---- Data to process

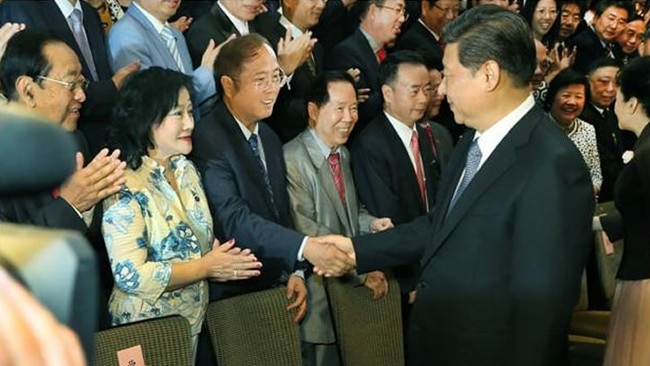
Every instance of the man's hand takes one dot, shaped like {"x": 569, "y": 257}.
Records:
{"x": 121, "y": 74}
{"x": 296, "y": 289}
{"x": 381, "y": 224}
{"x": 377, "y": 282}
{"x": 98, "y": 180}
{"x": 182, "y": 23}
{"x": 6, "y": 32}
{"x": 212, "y": 51}
{"x": 331, "y": 255}
{"x": 294, "y": 52}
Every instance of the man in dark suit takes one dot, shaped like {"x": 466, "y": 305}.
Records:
{"x": 56, "y": 95}
{"x": 598, "y": 40}
{"x": 54, "y": 17}
{"x": 424, "y": 35}
{"x": 365, "y": 49}
{"x": 399, "y": 179}
{"x": 503, "y": 252}
{"x": 290, "y": 111}
{"x": 243, "y": 170}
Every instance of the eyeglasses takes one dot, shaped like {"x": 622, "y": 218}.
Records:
{"x": 70, "y": 85}
{"x": 399, "y": 11}
{"x": 452, "y": 11}
{"x": 279, "y": 78}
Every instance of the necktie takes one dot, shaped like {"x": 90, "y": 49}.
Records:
{"x": 419, "y": 174}
{"x": 471, "y": 167}
{"x": 79, "y": 33}
{"x": 381, "y": 54}
{"x": 432, "y": 140}
{"x": 335, "y": 164}
{"x": 254, "y": 143}
{"x": 170, "y": 40}
{"x": 311, "y": 63}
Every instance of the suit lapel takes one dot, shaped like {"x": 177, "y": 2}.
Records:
{"x": 322, "y": 168}
{"x": 401, "y": 156}
{"x": 242, "y": 148}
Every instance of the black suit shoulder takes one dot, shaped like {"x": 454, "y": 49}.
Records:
{"x": 418, "y": 38}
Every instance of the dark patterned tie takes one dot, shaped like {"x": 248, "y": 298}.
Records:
{"x": 79, "y": 33}
{"x": 254, "y": 143}
{"x": 471, "y": 167}
{"x": 335, "y": 164}
{"x": 381, "y": 54}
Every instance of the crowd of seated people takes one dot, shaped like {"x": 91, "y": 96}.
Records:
{"x": 233, "y": 121}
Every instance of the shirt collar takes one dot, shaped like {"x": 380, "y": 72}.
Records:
{"x": 435, "y": 35}
{"x": 374, "y": 45}
{"x": 490, "y": 138}
{"x": 240, "y": 25}
{"x": 403, "y": 131}
{"x": 157, "y": 24}
{"x": 247, "y": 133}
{"x": 67, "y": 8}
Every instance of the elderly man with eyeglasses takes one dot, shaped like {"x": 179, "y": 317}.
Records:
{"x": 41, "y": 76}
{"x": 365, "y": 49}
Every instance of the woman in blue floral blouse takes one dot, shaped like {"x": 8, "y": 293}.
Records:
{"x": 158, "y": 228}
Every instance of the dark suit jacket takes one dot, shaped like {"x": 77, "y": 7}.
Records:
{"x": 632, "y": 198}
{"x": 610, "y": 147}
{"x": 355, "y": 51}
{"x": 589, "y": 49}
{"x": 289, "y": 116}
{"x": 418, "y": 38}
{"x": 45, "y": 16}
{"x": 501, "y": 272}
{"x": 239, "y": 202}
{"x": 213, "y": 25}
{"x": 387, "y": 184}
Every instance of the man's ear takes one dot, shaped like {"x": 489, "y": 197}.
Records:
{"x": 492, "y": 73}
{"x": 25, "y": 86}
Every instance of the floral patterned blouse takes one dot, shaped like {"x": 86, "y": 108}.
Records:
{"x": 148, "y": 226}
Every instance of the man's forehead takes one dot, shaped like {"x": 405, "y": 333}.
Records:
{"x": 62, "y": 59}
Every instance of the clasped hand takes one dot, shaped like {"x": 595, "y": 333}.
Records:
{"x": 225, "y": 262}
{"x": 331, "y": 255}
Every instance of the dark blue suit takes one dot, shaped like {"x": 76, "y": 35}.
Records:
{"x": 501, "y": 272}
{"x": 45, "y": 16}
{"x": 239, "y": 202}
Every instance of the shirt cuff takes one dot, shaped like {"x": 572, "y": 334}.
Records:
{"x": 302, "y": 247}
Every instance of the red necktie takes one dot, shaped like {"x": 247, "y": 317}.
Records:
{"x": 419, "y": 174}
{"x": 429, "y": 131}
{"x": 381, "y": 54}
{"x": 335, "y": 164}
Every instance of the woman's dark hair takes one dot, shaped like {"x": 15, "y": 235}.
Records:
{"x": 564, "y": 79}
{"x": 142, "y": 103}
{"x": 634, "y": 82}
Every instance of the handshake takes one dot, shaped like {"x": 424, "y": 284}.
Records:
{"x": 331, "y": 255}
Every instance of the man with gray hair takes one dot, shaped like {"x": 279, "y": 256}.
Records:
{"x": 503, "y": 251}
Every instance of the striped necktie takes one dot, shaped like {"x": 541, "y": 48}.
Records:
{"x": 170, "y": 40}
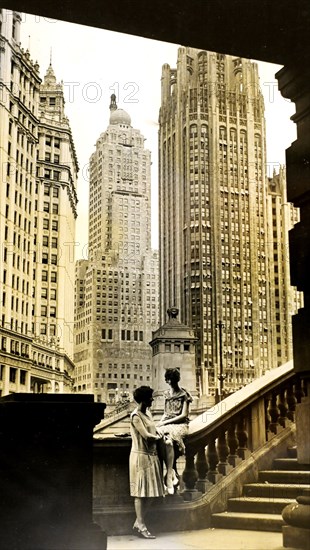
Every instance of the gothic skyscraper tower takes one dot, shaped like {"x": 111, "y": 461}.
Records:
{"x": 117, "y": 287}
{"x": 213, "y": 213}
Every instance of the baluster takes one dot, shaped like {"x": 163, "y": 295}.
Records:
{"x": 283, "y": 408}
{"x": 213, "y": 474}
{"x": 202, "y": 468}
{"x": 232, "y": 458}
{"x": 242, "y": 436}
{"x": 291, "y": 402}
{"x": 274, "y": 414}
{"x": 267, "y": 418}
{"x": 190, "y": 476}
{"x": 223, "y": 450}
{"x": 299, "y": 390}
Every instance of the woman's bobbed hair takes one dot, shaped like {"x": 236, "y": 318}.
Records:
{"x": 143, "y": 393}
{"x": 173, "y": 375}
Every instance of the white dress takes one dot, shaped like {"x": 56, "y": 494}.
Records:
{"x": 145, "y": 473}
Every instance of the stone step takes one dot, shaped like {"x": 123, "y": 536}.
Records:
{"x": 258, "y": 505}
{"x": 292, "y": 452}
{"x": 284, "y": 476}
{"x": 248, "y": 521}
{"x": 289, "y": 464}
{"x": 275, "y": 490}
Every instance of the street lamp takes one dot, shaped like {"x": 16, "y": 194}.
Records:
{"x": 221, "y": 376}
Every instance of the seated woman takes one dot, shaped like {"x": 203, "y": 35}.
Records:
{"x": 173, "y": 425}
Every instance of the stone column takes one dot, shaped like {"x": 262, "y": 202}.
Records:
{"x": 46, "y": 470}
{"x": 294, "y": 83}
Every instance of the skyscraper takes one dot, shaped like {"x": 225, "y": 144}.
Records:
{"x": 282, "y": 216}
{"x": 213, "y": 213}
{"x": 117, "y": 287}
{"x": 37, "y": 223}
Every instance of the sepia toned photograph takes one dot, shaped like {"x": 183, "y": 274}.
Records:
{"x": 154, "y": 275}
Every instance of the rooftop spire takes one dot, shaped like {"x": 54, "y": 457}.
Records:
{"x": 113, "y": 105}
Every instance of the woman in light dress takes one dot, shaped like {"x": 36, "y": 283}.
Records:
{"x": 174, "y": 425}
{"x": 145, "y": 472}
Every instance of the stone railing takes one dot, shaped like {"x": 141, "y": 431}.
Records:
{"x": 222, "y": 440}
{"x": 228, "y": 433}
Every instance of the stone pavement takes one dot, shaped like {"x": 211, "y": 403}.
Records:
{"x": 204, "y": 539}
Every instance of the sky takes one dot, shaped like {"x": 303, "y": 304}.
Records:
{"x": 94, "y": 63}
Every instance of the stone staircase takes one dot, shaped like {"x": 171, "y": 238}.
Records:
{"x": 261, "y": 504}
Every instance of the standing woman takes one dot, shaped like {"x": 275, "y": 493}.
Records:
{"x": 144, "y": 467}
{"x": 174, "y": 425}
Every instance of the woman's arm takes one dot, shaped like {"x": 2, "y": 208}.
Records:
{"x": 138, "y": 424}
{"x": 179, "y": 418}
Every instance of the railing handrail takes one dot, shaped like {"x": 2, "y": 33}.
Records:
{"x": 215, "y": 417}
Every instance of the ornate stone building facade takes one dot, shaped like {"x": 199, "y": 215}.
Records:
{"x": 282, "y": 216}
{"x": 37, "y": 223}
{"x": 117, "y": 287}
{"x": 214, "y": 250}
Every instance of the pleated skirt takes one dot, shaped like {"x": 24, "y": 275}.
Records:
{"x": 145, "y": 475}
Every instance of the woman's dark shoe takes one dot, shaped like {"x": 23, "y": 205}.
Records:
{"x": 143, "y": 533}
{"x": 175, "y": 479}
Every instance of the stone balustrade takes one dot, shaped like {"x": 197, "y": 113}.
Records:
{"x": 221, "y": 440}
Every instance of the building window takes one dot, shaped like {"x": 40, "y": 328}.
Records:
{"x": 13, "y": 375}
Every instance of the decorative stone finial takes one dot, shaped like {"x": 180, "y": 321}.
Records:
{"x": 173, "y": 312}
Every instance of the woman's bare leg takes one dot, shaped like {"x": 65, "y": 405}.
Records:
{"x": 140, "y": 506}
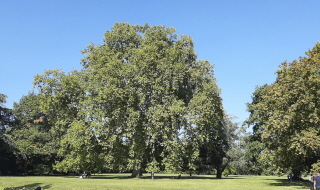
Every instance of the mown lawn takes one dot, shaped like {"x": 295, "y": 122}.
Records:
{"x": 161, "y": 181}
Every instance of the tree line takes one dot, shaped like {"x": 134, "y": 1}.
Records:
{"x": 143, "y": 102}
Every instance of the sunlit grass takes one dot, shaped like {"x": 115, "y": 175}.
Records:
{"x": 161, "y": 181}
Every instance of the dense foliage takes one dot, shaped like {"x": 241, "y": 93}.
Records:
{"x": 286, "y": 114}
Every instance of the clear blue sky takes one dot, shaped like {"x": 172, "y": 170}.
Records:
{"x": 245, "y": 40}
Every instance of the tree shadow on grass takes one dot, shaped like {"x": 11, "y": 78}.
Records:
{"x": 303, "y": 184}
{"x": 30, "y": 186}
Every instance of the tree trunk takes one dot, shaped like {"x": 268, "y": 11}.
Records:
{"x": 219, "y": 173}
{"x": 136, "y": 172}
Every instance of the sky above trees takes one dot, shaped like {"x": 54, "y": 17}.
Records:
{"x": 245, "y": 40}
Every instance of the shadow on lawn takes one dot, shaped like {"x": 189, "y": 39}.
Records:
{"x": 31, "y": 186}
{"x": 304, "y": 184}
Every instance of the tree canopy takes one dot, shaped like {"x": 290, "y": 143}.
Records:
{"x": 142, "y": 102}
{"x": 287, "y": 112}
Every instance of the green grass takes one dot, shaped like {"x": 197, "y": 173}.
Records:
{"x": 161, "y": 181}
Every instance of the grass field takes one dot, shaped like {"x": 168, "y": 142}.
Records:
{"x": 161, "y": 181}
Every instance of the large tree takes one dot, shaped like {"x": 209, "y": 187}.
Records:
{"x": 7, "y": 158}
{"x": 145, "y": 98}
{"x": 289, "y": 113}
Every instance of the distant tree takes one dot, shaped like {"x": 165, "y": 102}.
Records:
{"x": 7, "y": 158}
{"x": 288, "y": 110}
{"x": 35, "y": 145}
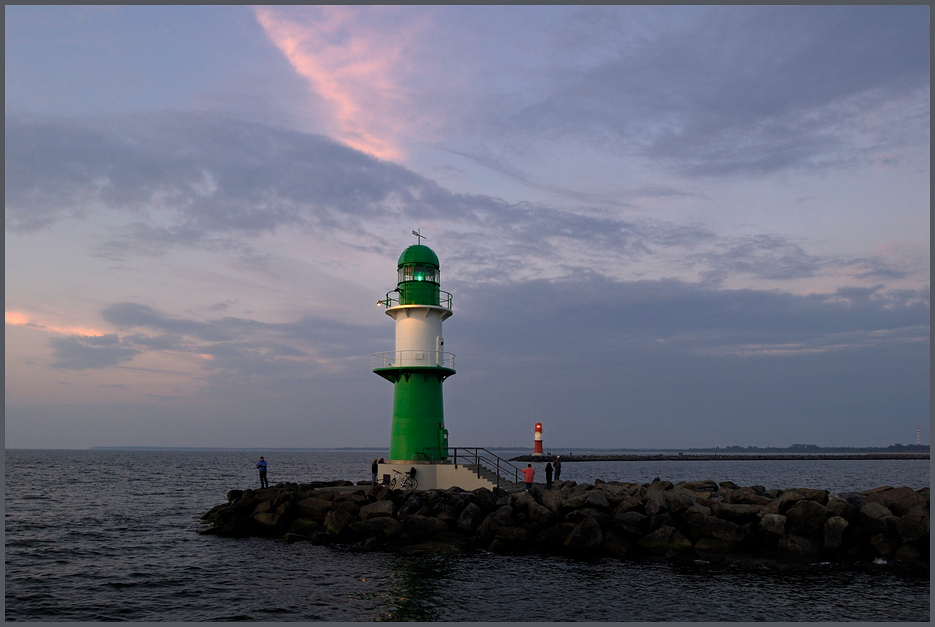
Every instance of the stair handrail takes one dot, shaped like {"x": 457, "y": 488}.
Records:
{"x": 500, "y": 466}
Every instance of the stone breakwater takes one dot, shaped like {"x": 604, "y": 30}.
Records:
{"x": 717, "y": 522}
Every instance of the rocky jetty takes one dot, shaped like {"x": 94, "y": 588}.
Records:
{"x": 717, "y": 522}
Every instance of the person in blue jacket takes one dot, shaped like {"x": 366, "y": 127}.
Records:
{"x": 262, "y": 467}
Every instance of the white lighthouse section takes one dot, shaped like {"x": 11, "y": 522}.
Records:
{"x": 419, "y": 339}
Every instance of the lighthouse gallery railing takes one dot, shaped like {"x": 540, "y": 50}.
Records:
{"x": 393, "y": 359}
{"x": 480, "y": 458}
{"x": 444, "y": 299}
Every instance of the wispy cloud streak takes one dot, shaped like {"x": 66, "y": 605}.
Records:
{"x": 354, "y": 64}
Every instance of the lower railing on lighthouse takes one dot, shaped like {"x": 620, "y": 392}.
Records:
{"x": 487, "y": 465}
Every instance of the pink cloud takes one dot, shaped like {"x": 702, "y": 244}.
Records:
{"x": 357, "y": 65}
{"x": 18, "y": 318}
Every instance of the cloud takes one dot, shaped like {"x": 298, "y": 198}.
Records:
{"x": 214, "y": 183}
{"x": 752, "y": 90}
{"x": 608, "y": 316}
{"x": 354, "y": 63}
{"x": 83, "y": 352}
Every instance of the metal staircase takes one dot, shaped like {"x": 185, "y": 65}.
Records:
{"x": 486, "y": 465}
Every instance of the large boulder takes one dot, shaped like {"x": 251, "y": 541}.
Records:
{"x": 631, "y": 524}
{"x": 748, "y": 496}
{"x": 315, "y": 507}
{"x": 811, "y": 494}
{"x": 706, "y": 485}
{"x": 795, "y": 547}
{"x": 898, "y": 500}
{"x": 833, "y": 532}
{"x": 910, "y": 555}
{"x": 539, "y": 514}
{"x": 666, "y": 541}
{"x": 585, "y": 536}
{"x": 784, "y": 501}
{"x": 555, "y": 535}
{"x": 739, "y": 513}
{"x": 807, "y": 517}
{"x": 553, "y": 500}
{"x": 721, "y": 529}
{"x": 713, "y": 549}
{"x": 877, "y": 518}
{"x": 914, "y": 524}
{"x": 500, "y": 517}
{"x": 485, "y": 499}
{"x": 382, "y": 526}
{"x": 305, "y": 527}
{"x": 413, "y": 503}
{"x": 772, "y": 526}
{"x": 885, "y": 544}
{"x": 591, "y": 498}
{"x": 626, "y": 504}
{"x": 615, "y": 545}
{"x": 679, "y": 499}
{"x": 377, "y": 510}
{"x": 521, "y": 501}
{"x": 655, "y": 503}
{"x": 336, "y": 523}
{"x": 423, "y": 527}
{"x": 470, "y": 518}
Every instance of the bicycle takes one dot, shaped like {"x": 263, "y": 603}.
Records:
{"x": 404, "y": 480}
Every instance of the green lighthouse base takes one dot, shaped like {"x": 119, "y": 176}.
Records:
{"x": 418, "y": 432}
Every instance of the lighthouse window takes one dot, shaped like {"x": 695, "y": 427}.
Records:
{"x": 418, "y": 273}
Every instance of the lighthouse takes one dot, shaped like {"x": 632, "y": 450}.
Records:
{"x": 537, "y": 440}
{"x": 419, "y": 365}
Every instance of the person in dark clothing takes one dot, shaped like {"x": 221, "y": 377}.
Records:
{"x": 261, "y": 465}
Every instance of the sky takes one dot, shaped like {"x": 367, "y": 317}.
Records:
{"x": 662, "y": 227}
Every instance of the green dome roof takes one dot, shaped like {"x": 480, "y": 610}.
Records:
{"x": 418, "y": 253}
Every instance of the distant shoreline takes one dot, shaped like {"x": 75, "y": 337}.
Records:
{"x": 722, "y": 457}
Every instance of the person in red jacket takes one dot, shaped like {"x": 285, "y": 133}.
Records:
{"x": 529, "y": 473}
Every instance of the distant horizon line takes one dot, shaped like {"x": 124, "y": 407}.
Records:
{"x": 731, "y": 448}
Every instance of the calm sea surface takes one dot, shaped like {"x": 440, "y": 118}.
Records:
{"x": 111, "y": 535}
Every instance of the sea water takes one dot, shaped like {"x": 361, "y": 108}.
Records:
{"x": 112, "y": 535}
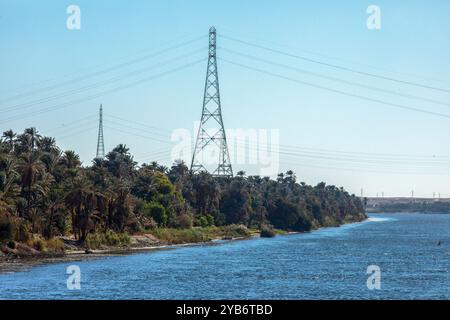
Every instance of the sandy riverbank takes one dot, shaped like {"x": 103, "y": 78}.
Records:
{"x": 14, "y": 264}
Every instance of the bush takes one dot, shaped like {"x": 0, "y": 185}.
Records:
{"x": 179, "y": 236}
{"x": 109, "y": 238}
{"x": 184, "y": 221}
{"x": 157, "y": 212}
{"x": 235, "y": 231}
{"x": 22, "y": 233}
{"x": 6, "y": 229}
{"x": 267, "y": 232}
{"x": 11, "y": 244}
{"x": 55, "y": 245}
{"x": 38, "y": 244}
{"x": 205, "y": 221}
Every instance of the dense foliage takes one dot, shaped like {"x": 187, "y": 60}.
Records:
{"x": 48, "y": 192}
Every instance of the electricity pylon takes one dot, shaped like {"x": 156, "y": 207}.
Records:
{"x": 211, "y": 140}
{"x": 100, "y": 143}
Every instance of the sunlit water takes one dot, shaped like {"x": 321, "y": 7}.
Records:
{"x": 325, "y": 264}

--------

● **Objective**
Set down exactly and only the lines from the line that contains "Every instance of the distant horizon" through the last line of the entries above, with both of those lines included and the pictures left out.

● **Solution below**
Every instance of the distant horizon line takes one dot, shaped like {"x": 124, "y": 407}.
Records:
{"x": 731, "y": 448}
Every instance of the calm sea surface takes one dot, shaped like {"x": 440, "y": 118}.
Records:
{"x": 111, "y": 535}
Every instance of the sea water takes one dot, shaped like {"x": 361, "y": 108}.
Records:
{"x": 112, "y": 535}
Every instance of the sandy riverbank takes one dot, shaped like {"x": 103, "y": 78}.
Records:
{"x": 14, "y": 264}
Every instance of the bush takes one dot, shaped like {"x": 0, "y": 185}.
Records:
{"x": 179, "y": 236}
{"x": 109, "y": 238}
{"x": 184, "y": 221}
{"x": 157, "y": 212}
{"x": 235, "y": 231}
{"x": 22, "y": 233}
{"x": 6, "y": 229}
{"x": 267, "y": 232}
{"x": 11, "y": 244}
{"x": 55, "y": 245}
{"x": 38, "y": 244}
{"x": 205, "y": 221}
Every instance of the dense foliage takes one dot, shaped like {"x": 187, "y": 60}.
Records:
{"x": 48, "y": 192}
Every instance of the electricity pylon takes one dot, shaped like {"x": 156, "y": 207}.
Records:
{"x": 211, "y": 140}
{"x": 100, "y": 143}
Every instance of the sunlit water takes one dot, shaped like {"x": 321, "y": 7}.
Records:
{"x": 325, "y": 264}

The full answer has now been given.